- Assignment -
Collect every line of the records below that contains the word "apple".

◆ ◆ ◆ ◆ ◆

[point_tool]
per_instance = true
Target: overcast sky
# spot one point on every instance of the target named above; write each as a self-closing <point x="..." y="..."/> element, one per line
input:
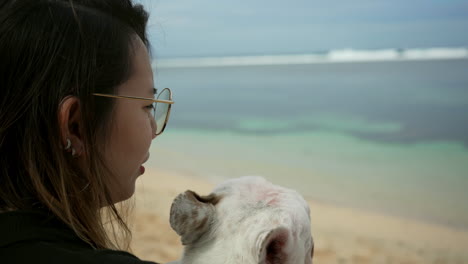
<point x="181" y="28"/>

◆ ◆ ◆ ◆ ◆

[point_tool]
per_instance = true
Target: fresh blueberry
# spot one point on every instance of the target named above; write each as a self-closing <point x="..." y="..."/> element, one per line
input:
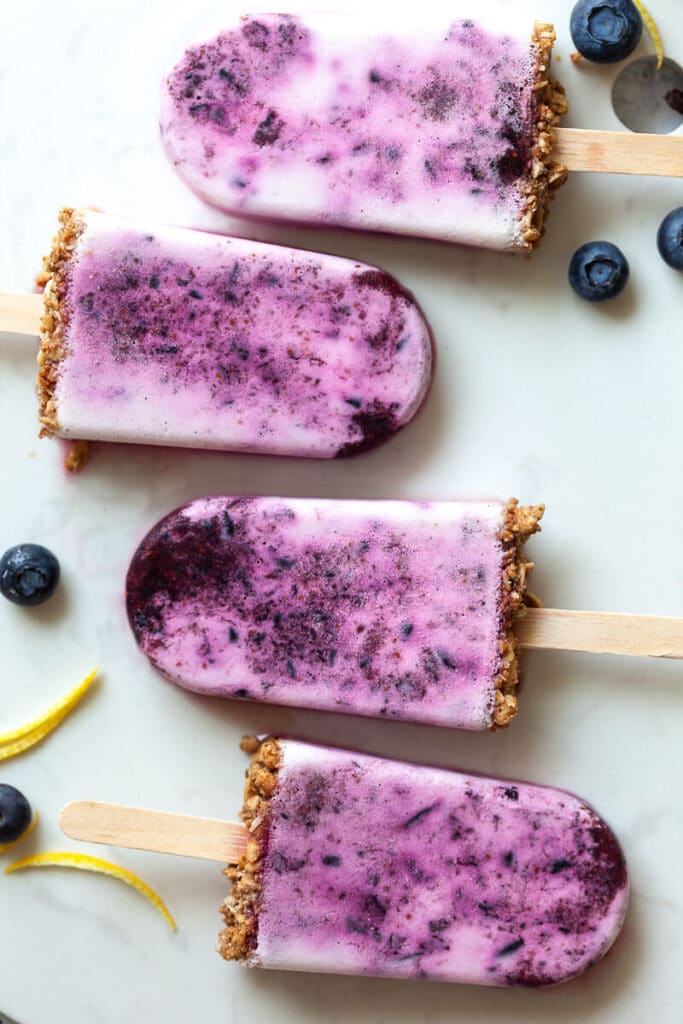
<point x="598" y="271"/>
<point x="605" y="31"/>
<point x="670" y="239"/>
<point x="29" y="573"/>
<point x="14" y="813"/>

◆ ◆ ◆ ◆ ◆

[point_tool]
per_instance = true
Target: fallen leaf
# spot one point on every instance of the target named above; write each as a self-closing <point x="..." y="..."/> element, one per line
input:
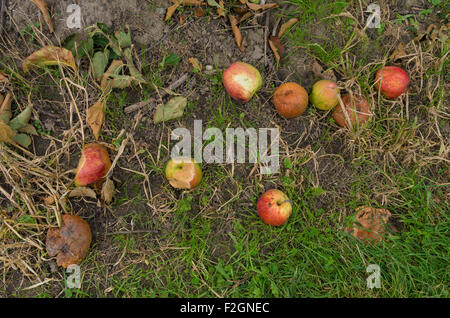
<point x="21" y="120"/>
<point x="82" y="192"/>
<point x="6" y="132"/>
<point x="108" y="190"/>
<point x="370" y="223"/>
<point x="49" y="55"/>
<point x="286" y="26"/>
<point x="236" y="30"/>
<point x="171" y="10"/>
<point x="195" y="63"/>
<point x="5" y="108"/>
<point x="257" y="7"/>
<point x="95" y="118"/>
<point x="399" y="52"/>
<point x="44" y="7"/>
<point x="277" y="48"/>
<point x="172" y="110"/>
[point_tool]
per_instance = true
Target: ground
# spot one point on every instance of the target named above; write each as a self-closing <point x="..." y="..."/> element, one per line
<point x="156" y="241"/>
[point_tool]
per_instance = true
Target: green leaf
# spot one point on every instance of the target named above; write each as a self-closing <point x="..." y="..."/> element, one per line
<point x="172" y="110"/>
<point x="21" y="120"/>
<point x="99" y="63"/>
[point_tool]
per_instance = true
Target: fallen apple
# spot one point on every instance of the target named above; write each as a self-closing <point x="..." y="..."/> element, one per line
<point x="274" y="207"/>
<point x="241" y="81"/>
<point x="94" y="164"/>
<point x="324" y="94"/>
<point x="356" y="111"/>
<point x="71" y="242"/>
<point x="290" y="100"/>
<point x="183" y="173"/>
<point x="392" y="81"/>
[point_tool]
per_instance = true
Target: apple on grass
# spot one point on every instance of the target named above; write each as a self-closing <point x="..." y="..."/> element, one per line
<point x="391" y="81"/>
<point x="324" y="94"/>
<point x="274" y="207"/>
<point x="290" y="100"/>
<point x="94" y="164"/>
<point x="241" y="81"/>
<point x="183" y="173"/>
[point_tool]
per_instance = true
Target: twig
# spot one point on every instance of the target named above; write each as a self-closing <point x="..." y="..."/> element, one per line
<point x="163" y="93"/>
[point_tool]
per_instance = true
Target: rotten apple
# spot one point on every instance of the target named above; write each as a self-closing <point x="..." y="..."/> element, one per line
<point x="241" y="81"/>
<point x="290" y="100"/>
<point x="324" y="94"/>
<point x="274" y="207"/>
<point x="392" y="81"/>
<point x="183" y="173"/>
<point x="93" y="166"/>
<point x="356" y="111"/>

◆ ◆ ◆ ◆ ◆

- Output of the exercise -
Target: fallen apple
Target: apple on grass
Target: rotten apple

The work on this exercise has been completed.